++++ Reading passage

When saltwater testing of the application begins over the fall, participants will complete both the paper logbook and the electronic application on either a smartphone or tablet.  2017 will see the beginning of the saltwater pilot program, where participating guides can opt to only use the electronic application.  For those of you interested in electronic reporting, a few extra minutes of your time means accurate information is available a month or two earlier than it is currently available.  In the long run, this is great for our fisheries.  Furthermore, by participating in testing or the pilot program, you can make suggestions and help advance this application for your own ease of use.

If you would like to participate in the testing or pilot program, e-mail SEAGO at director@seagoalaska.org.

Skagway Pullen Creek & Pond King Fishery

This emergency order opens Skagway’s Pullen Creek and Pullen Pond to king salmon fishing and establishes a bag and possession limit of four king salmon of any size for all anglers (both Alaska residents and nonresidents). King salmon caught in Pullen Creek and Pullen Pond do not count toward the nonresident annual limit.
REGULATION: The provisions of 5 AAC 47.023. Special provisions for seasons, bag, possession, annual, and size limits, and methods and means for fresh waters of the Southeast Alaska Area. (d)(2)(C) are added by this emergency order. Under this emergency order, the following provisions are effective:  2:01 a.m. Saturday, July 16 through 11:59 p.m. Wednesday, September 14, 2016.
5 AAC 47.023. Special provisions for seasons, bag, possession, annual, and size limits, and methods and means for the fresh waters of Southeast Alaska Area.
(d) In the Skagway vicinity:
(2) in Pullen Creek and Pullen Pond,
(C) the bag and possession limit is four king salmon, no size limit, no nonresident annual limit;

JUSTIFICATION: Hatchery produced king salmon resulting from releases at Pullen Creek will return to Pullen Creek and no broodstock will be collected this year. Regulations liberalizing bag, possession, and annual limits are therefore modified according to provisions in 5 AAC 47.055 (k) and 5 AAC
75.003 (2) (B) to allow harvest of these excess king salmon by sport anglers.

++++++++
++++ Information shown

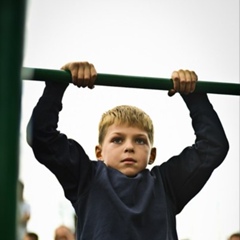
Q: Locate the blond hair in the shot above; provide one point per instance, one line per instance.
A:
(125, 114)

++++++++

• Exercise aim:
According to the Skagway king salmon fishing notice, what is the bag and possession limit in Pullen Creek and Pullen Pond? Ignore the lines; they have nothing to do with what comes next.

• Response to the task:
Four king salmon of any size.